## YOUR TASK
What lines in the records below hold the string "chopsticks"? Please show them.

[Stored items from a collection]
------
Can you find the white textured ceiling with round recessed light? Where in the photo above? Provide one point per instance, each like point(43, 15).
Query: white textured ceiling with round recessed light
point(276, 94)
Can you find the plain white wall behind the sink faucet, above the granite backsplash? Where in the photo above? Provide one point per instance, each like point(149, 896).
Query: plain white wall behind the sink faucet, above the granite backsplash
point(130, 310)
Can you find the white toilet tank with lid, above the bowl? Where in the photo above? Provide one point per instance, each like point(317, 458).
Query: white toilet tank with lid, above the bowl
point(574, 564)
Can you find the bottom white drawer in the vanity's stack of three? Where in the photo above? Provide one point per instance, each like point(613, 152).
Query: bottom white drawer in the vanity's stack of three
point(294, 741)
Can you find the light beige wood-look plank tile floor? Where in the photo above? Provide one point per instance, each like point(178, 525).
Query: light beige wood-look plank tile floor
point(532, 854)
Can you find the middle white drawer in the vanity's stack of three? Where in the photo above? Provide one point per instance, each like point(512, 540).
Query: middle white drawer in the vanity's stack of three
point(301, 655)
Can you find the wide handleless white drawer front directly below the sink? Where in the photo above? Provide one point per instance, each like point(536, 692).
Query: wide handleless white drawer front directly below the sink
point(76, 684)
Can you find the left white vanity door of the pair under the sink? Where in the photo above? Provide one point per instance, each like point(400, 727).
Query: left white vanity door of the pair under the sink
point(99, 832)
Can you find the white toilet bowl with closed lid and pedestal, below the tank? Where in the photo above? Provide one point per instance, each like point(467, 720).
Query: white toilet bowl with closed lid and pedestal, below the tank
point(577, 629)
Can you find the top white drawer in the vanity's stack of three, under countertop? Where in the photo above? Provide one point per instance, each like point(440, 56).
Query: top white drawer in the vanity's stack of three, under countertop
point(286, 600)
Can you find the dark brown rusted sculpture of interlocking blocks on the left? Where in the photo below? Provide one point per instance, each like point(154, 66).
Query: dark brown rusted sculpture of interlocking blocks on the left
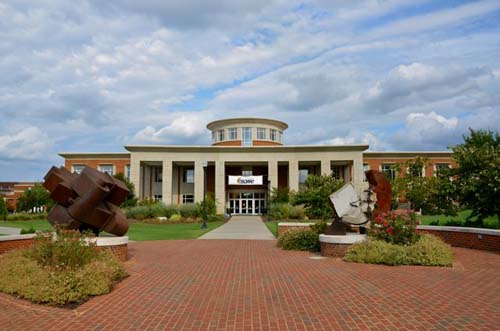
point(88, 201)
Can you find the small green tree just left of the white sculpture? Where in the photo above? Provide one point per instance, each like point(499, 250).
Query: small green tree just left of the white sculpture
point(315, 194)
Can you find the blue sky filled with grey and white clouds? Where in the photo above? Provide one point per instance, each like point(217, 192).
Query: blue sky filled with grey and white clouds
point(93, 76)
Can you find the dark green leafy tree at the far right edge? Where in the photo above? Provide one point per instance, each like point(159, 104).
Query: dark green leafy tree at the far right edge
point(478, 173)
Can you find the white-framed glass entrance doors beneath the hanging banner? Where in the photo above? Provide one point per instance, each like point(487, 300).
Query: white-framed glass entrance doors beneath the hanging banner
point(246, 203)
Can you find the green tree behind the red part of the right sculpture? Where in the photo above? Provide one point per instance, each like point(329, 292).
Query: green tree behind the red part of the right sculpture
point(431, 195)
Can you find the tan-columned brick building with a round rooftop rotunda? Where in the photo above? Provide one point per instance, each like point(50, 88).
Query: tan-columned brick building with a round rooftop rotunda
point(246, 159)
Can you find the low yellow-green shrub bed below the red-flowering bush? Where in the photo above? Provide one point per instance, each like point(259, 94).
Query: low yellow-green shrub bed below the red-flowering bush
point(429, 251)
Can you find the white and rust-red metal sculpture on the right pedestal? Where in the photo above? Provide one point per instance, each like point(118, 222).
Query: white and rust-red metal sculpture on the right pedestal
point(352, 210)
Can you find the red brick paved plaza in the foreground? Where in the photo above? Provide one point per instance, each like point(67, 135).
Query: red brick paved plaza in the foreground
point(226, 284)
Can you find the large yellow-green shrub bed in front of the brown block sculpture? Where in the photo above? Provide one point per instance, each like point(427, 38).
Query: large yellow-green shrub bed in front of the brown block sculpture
point(59, 269)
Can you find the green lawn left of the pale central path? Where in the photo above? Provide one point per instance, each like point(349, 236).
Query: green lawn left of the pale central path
point(137, 231)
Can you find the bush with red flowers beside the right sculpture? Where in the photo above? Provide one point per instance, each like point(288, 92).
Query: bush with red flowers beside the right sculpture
point(395, 227)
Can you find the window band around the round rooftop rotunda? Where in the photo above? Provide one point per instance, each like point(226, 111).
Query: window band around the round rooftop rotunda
point(247, 135)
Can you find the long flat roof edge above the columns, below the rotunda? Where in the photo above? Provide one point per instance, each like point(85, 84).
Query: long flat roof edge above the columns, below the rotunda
point(274, 148)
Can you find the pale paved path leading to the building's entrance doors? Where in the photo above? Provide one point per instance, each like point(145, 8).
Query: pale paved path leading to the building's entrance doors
point(241, 227)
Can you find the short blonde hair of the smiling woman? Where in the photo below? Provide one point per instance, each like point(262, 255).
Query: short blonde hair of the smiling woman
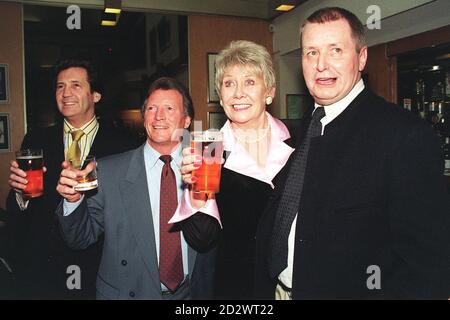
point(247, 54)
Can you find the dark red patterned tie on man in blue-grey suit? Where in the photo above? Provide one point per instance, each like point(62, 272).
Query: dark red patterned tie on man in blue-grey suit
point(170, 261)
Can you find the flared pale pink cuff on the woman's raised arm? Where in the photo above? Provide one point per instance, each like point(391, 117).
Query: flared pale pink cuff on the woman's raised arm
point(185, 209)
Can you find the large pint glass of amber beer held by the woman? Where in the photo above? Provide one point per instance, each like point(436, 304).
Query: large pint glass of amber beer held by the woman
point(209, 145)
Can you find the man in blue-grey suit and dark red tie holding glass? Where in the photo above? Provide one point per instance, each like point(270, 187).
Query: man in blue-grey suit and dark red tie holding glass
point(130, 206)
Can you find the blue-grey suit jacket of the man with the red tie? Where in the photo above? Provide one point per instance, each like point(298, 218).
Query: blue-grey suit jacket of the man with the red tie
point(121, 210)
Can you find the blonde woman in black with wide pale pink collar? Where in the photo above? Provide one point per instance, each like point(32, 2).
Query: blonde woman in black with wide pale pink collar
point(257, 146)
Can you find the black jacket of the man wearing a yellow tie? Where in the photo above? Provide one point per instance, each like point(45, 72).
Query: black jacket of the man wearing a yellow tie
point(40, 257)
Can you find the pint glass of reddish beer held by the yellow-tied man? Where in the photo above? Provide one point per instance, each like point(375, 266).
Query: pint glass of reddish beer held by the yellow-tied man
point(32, 162)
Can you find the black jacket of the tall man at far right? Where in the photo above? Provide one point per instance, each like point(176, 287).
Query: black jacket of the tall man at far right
point(373, 195)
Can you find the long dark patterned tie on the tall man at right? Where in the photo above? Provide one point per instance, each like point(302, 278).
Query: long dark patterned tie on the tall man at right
point(290, 199)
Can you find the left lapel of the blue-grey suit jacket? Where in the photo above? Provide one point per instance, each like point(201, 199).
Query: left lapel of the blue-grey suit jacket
point(136, 200)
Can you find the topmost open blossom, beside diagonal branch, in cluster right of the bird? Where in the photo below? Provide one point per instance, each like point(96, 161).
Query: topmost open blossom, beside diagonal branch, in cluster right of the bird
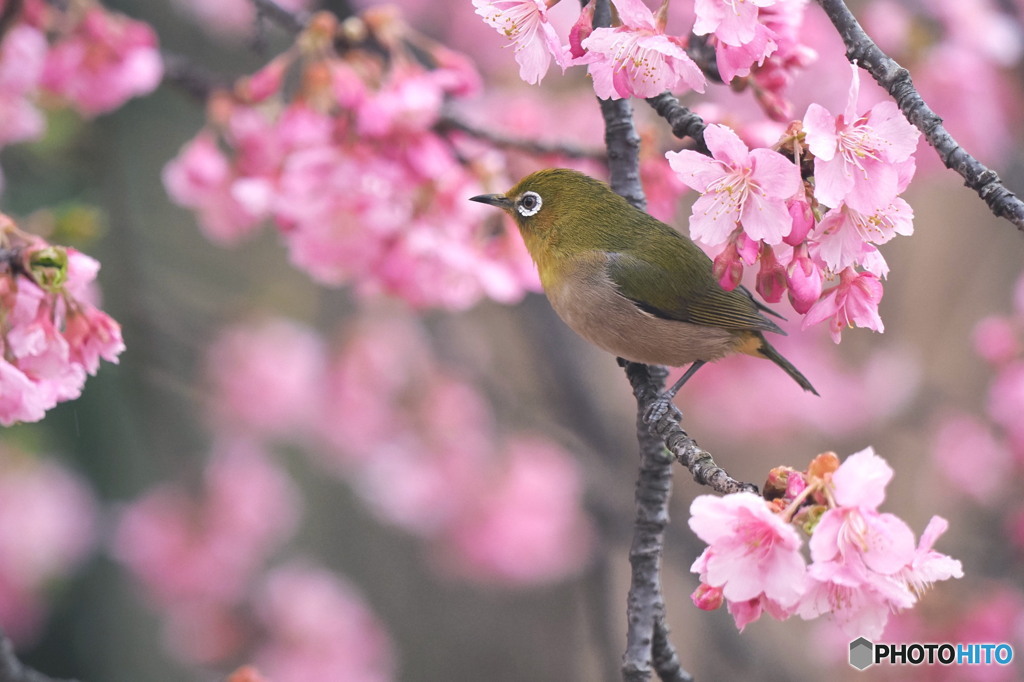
point(859, 159)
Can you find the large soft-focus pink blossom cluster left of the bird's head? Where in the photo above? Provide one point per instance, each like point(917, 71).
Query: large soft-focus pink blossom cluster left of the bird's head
point(353, 169)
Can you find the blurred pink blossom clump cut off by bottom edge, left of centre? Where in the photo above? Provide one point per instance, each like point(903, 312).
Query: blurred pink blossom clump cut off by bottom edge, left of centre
point(319, 628)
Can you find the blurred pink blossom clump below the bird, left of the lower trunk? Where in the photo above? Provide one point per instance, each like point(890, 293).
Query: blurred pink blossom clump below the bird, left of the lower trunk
point(528, 526)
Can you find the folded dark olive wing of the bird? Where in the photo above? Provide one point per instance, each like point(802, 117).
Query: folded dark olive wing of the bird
point(655, 290)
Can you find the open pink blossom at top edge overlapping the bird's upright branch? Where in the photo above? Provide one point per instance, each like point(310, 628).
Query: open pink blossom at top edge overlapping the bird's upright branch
point(637, 59)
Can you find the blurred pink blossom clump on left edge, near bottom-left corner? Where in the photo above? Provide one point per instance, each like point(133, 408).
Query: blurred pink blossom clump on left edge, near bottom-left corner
point(48, 527)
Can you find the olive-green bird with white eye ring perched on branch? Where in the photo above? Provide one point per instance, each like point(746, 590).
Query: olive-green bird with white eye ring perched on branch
point(631, 284)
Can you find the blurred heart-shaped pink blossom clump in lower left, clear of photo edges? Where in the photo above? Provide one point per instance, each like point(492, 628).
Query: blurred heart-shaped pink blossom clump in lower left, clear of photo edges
point(188, 549)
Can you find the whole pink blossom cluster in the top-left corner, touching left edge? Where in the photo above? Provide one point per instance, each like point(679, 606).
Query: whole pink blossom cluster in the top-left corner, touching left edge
point(77, 55)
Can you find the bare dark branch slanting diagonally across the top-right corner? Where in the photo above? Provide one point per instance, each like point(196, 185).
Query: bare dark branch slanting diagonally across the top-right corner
point(897, 80)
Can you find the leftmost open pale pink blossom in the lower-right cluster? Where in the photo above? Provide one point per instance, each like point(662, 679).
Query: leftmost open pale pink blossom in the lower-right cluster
point(752, 552)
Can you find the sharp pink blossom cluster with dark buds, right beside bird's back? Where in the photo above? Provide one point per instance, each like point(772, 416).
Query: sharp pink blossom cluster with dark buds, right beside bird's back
point(756, 207)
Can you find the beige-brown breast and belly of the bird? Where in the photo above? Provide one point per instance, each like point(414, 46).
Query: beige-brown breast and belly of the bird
point(589, 303)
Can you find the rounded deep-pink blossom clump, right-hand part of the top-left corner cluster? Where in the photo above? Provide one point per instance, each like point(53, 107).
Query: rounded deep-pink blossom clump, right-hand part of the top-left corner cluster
point(105, 61)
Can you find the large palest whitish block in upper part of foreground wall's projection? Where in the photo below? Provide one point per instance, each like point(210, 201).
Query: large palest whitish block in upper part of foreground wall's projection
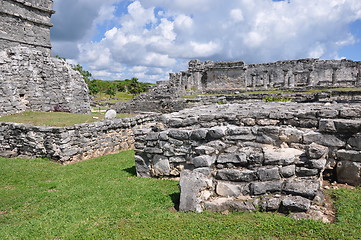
point(281, 156)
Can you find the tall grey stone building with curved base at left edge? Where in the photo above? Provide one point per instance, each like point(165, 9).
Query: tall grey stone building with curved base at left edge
point(30, 79)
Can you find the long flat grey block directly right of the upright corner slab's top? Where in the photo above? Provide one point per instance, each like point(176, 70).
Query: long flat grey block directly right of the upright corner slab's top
point(236, 175)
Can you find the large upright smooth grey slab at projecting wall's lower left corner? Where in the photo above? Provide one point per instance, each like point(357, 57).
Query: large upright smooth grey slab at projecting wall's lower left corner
point(191, 185)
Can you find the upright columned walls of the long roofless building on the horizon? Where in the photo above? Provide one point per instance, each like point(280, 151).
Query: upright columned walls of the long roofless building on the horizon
point(302, 73)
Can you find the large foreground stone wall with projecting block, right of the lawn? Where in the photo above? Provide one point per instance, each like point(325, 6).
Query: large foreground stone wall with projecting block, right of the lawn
point(245, 156)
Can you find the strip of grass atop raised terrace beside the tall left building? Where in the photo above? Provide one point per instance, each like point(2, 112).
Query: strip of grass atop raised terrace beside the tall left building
point(55, 119)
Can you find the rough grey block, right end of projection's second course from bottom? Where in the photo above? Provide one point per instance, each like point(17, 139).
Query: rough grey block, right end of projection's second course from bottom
point(305, 188)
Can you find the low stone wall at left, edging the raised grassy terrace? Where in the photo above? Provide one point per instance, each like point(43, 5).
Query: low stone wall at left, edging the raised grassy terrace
point(69, 144)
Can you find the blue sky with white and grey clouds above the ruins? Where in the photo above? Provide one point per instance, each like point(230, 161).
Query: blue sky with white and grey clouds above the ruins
point(147, 39)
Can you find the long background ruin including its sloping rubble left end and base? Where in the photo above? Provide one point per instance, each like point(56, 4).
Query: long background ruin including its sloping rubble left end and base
point(237, 77)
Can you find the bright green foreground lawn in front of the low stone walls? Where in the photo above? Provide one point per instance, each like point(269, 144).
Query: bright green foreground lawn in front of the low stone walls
point(102, 199)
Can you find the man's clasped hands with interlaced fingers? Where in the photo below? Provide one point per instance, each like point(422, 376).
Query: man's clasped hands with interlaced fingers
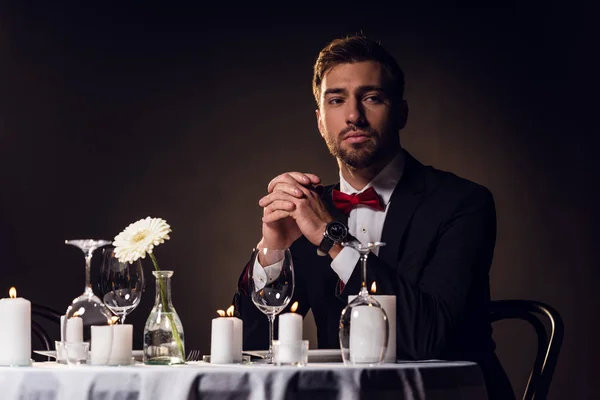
point(292, 208)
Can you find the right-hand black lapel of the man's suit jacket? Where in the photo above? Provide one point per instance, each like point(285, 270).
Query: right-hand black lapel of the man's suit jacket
point(407, 196)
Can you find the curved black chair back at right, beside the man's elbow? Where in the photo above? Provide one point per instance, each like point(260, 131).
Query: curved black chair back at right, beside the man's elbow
point(549, 340)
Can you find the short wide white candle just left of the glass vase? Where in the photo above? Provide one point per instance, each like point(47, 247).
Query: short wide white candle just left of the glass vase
point(111, 345)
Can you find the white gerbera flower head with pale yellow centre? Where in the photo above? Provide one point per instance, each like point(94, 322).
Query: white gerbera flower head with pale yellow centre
point(140, 238)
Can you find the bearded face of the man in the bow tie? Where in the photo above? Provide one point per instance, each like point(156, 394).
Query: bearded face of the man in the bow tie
point(357, 117)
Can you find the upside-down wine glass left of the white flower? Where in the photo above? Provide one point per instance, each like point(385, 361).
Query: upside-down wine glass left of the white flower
point(88, 308)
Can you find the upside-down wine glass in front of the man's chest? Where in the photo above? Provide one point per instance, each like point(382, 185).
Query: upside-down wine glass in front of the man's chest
point(364, 326)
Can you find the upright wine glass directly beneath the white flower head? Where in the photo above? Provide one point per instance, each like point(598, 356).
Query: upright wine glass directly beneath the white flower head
point(121, 284)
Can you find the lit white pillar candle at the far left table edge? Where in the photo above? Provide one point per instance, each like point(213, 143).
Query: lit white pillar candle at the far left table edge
point(15, 330)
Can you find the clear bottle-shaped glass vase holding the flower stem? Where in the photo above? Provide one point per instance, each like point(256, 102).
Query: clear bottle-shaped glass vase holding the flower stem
point(163, 333)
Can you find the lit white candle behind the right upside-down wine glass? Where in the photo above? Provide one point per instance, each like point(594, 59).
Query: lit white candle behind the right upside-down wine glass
point(367, 329)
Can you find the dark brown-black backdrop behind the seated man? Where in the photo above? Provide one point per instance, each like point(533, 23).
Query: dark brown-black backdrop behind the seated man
point(111, 114)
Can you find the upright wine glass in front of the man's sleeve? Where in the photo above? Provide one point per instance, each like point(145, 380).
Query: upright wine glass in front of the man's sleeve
point(271, 284)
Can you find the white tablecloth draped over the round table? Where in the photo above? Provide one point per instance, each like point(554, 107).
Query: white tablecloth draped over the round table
point(425, 380)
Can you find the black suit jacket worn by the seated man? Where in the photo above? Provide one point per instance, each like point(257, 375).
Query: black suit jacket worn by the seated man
point(440, 233)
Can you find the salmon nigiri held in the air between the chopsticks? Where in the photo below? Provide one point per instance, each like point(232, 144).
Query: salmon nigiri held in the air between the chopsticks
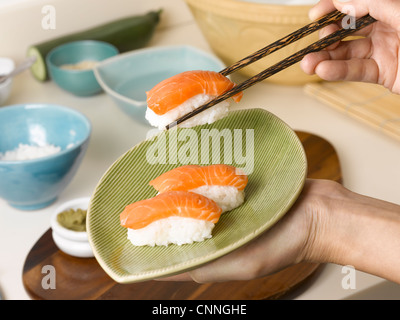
------
## YOUR RESPONSE
Can you find the salmon nigiri held in the air between the chopsticks? Where in the photo below? Provide one point per instance, each like point(232, 144).
Query: salmon nigiri held in the air between the chopsticks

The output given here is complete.